> What to work on:
Without including any pictures, reproduce all the lines below word for word.

[Point localization data]
::::::
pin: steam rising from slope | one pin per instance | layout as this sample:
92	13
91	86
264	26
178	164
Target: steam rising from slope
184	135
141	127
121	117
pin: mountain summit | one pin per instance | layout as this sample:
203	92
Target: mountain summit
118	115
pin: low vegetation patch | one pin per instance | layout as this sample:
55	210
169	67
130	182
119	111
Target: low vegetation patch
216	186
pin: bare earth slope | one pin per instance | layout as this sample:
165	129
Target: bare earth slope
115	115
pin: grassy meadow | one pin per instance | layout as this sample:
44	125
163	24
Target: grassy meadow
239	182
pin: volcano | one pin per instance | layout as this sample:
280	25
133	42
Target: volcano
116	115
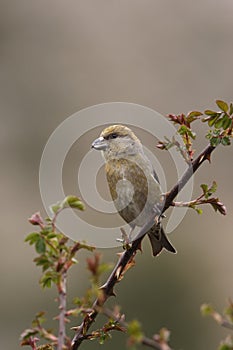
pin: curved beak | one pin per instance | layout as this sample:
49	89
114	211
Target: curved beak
99	144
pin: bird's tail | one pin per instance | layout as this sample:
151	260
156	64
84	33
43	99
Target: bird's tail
159	240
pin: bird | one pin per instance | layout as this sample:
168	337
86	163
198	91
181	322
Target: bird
133	183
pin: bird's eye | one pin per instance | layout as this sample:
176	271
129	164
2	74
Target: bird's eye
112	136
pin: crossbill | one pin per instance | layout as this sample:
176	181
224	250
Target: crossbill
133	183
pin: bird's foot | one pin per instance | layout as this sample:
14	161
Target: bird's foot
125	240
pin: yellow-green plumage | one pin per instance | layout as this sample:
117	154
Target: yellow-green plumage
132	181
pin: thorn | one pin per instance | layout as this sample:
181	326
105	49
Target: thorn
208	157
201	159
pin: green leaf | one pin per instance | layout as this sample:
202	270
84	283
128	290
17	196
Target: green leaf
231	109
225	141
73	202
212	121
226	122
40	245
194	114
56	207
204	188
215	141
222	105
211	113
32	238
219	123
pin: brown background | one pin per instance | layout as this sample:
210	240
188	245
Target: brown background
58	57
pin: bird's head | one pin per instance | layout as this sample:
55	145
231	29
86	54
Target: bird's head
117	141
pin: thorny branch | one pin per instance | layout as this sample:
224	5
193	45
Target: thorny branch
128	255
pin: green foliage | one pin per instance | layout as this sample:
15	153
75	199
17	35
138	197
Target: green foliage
56	254
221	123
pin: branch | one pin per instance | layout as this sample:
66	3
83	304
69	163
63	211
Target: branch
149	342
127	257
62	313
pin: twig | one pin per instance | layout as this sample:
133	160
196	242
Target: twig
129	254
151	343
62	313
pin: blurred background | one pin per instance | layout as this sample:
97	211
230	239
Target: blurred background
58	57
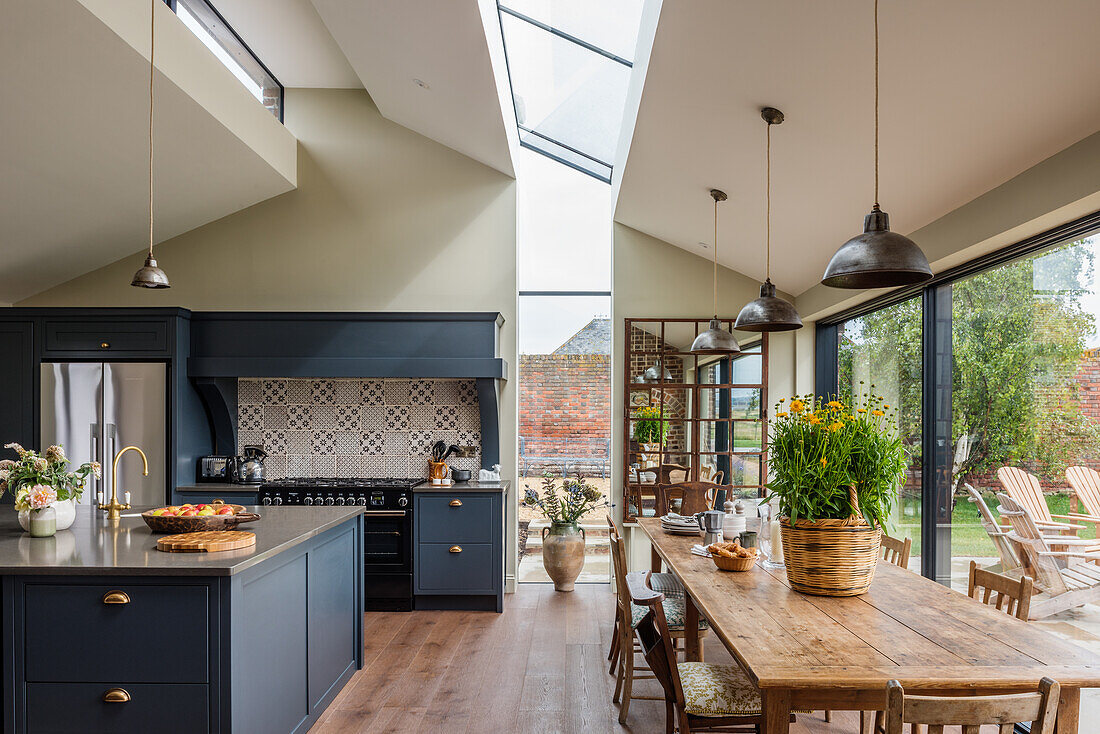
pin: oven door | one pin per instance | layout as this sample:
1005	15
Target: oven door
387	541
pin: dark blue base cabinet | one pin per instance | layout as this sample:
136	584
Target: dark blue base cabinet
262	652
459	550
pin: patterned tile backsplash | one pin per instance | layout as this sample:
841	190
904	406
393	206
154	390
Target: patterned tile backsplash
356	427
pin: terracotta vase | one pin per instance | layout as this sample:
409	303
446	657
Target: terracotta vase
563	554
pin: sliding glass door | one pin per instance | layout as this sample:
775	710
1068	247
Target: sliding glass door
993	364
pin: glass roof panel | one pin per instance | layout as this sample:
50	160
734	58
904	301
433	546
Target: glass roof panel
609	24
569	99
::::::
> Result for this exercise:
pin: steam rising from slope | one pin per instance | layout as this sample:
92	13
91	86
264	26
178	164
Target: steam rising from slope
184	135
141	127
121	117
pin: mountain summit | one pin per instance | layout as this sample:
203	92
Target: mountain summit
118	115
pin: low vegetation patch | one pin per instance | layout as this sample:
55	210
169	67
130	182
119	111
Target: low vegetation patch
216	186
pin: bare earth slope | one pin per instance | layout as this sample:
165	129
Target: bare earth slope
115	115
pin: grassy meadow | one pin per instance | layout as this sample:
44	125
163	24
Target: grassy meadow
239	182
pin: volcano | one pin per instance | layout as this sample:
280	25
133	42
Target: volcano
116	115
pin: curved beak | one pin per instance | layout as this sample:
49	89
114	211
Target: curved beak
99	144
pin: bird's tail | one pin per instance | layout as this sample:
151	260
156	64
84	33
43	99
Target: bird's tail
159	240
pin: bird | one pin per instance | layout as this sample:
168	337
86	163
198	91
181	322
Target: bird
133	183
pin: bird's eye | one pin per instance | layout as this sample:
176	271
129	164
2	74
Target: bird's eye
112	136
pin: crossbill | one pin per instance | layout as this sample:
176	181
224	250
Target: crossbill
133	183
pin: bird's foot | one pin per instance | layout as this sample:
14	161
Target: bird's foot
125	240
pin: yellow-green plumage | one pin per instance | layout as this sample:
117	154
Target: yellow-green plumage
132	181
pin: thorn | one pin per instance | layout as this sample:
181	326
105	49
Target: thorn
208	157
201	159
pin: green leaf | one pin per instance | layout as this sample:
202	270
84	283
128	290
17	196
Target: green leaf
231	109
225	141
73	202
212	121
226	122
40	245
194	114
56	207
204	188
215	141
222	105
211	113
32	238
219	123
pin: brown background | one pin per instance | layout as this sample:
210	240
188	245
Target: brown background
58	57
pin: bird's head | one pin per instance | layout as this sample:
55	145
231	29
86	54
Target: bird's head
117	141
pin: thorny branch | one pin per instance | layout as this sample:
224	5
193	45
Target: thorny branch
128	255
pin: green foliage | one pin per instance | layout as this sample:
15	153
75	199
17	35
138	197
Target: green foliage
56	254
221	123
pin: branch | one pin per instance | layout as this sample:
66	3
83	304
69	163
63	211
Target: branch
149	342
127	257
62	313
pin: twig | one pin per instance | layout as this sample:
133	160
196	242
Target: twig
129	254
151	343
62	313
pin: blurred background | one pin per instance | layout as this sample:
97	211
230	239
Target: blurred background
58	57
pin: oven door | one pin per instance | layout as this sample:
1005	15
Target: oven door
387	541
pin: dark blue base cabinet | one pin per instance | layout as this sample:
136	584
Target: dark blue base cabinet
262	652
459	550
pin: patterned tile backsplash | one pin per instance | layout as this sample:
841	190
904	406
393	206
154	390
Target: patterned tile backsplash
356	427
pin: terracotta vase | one pin per instance | layout as this sample:
409	303
446	657
Target: terracotta vase
563	554
pin: sliding glass door | one pin per instance | layout as this sample:
775	710
1068	247
Target: sliding glass door
993	364
pin: glass roof panel | one pin per instance | layout as this sample:
50	160
734	58
904	301
433	546
Target: glass roof panel
609	24
569	99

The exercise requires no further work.